## Quoted passage
If you’ve experienced grief, you are likely familiar with feeling overwhelmed and anxious leading up to and during special days or holidays. As each important date comes and goes, you’re reminded that the person you’re grieving isn’t there to enjoy them with you. Mother’s Day, in particular, can be especially difficult for those who have lost one or both of their parents. This day might trigger fresh waves of grief as you are flooded with memories and thoughts of what might have been. It is important to remember that this is common and that you are not alone! In this blog, we discuss why parent loss can be devastating, as well as ten grief coping strategies for Mother’s Day.
Losing a Parent Can Feel Unbearable
After losing a mom or mother figure, many people experience high levels of anxiety and heightened emotions around Mother’s Day. In fact, losing a parent can permanently affect our psychological well-being. Heidi Horsley, PsyD and director of the Open to Hope Foundation, says that the death of a parent is especially difficult because it is “marking the end of a bond we’ve known for our entire lives.” Parents, especially mothers, are integral to shaping our worldview and our sense of identity. Losing a parent can sometimes mean grieving the loss of what you thought your future would look like.

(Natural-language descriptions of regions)
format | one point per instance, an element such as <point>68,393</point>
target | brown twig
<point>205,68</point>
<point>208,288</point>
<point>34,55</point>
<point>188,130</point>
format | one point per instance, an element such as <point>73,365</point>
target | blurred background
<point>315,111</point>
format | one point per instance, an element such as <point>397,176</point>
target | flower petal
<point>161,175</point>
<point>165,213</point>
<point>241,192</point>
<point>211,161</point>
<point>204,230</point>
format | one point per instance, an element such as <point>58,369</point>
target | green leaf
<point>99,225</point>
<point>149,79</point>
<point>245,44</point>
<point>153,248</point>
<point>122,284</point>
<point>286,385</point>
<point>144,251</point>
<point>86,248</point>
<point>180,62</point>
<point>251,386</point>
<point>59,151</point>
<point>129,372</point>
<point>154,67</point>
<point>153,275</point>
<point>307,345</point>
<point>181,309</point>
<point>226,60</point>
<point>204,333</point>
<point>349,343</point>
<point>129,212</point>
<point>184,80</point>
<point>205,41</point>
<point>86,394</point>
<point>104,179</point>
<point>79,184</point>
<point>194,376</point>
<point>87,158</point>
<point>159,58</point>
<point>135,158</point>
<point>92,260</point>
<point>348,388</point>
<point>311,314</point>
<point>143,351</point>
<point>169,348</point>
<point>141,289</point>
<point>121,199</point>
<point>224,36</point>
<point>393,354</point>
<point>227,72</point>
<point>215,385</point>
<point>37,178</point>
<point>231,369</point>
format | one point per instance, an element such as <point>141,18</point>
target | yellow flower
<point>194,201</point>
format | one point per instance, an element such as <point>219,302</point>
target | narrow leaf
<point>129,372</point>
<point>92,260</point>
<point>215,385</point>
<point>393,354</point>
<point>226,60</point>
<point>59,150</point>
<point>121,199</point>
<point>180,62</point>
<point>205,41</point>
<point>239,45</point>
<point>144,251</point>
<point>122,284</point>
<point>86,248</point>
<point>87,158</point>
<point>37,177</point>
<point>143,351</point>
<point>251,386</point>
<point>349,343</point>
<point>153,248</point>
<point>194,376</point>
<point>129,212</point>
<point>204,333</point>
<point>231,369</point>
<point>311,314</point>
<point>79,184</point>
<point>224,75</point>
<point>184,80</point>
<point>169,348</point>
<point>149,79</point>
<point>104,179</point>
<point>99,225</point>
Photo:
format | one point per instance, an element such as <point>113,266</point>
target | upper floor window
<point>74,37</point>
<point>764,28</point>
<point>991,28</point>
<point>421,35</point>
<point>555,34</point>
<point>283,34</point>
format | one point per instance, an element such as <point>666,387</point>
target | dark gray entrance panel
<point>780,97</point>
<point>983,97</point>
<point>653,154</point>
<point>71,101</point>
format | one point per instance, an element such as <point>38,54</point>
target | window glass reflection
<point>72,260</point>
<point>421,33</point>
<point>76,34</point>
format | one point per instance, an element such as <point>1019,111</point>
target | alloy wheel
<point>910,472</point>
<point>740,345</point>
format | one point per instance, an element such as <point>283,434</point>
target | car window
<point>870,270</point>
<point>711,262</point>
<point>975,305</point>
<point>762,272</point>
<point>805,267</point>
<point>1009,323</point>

## What to work on
Copy word for word the part of the Mother's Day grief text that starts at "Losing a Parent Can Feel" and ends at "would look like.".

## Your response
Losing a Parent Can Feel Unbearable
After losing a mom or mother figure, many people experience high levels of anxiety and heightened emotions around Mother’s Day. In fact, losing a parent can permanently affect our psychological well-being. Heidi Horsley, PsyD and director of the Open to Hope Foundation, says that the death of a parent is especially difficult because it is “marking the end of a bond we’ve known for our entire lives.” Parents, especially mothers, are integral to shaping our worldview and our sense of identity. Losing a parent can sometimes mean grieving the loss of what you thought your future would look like.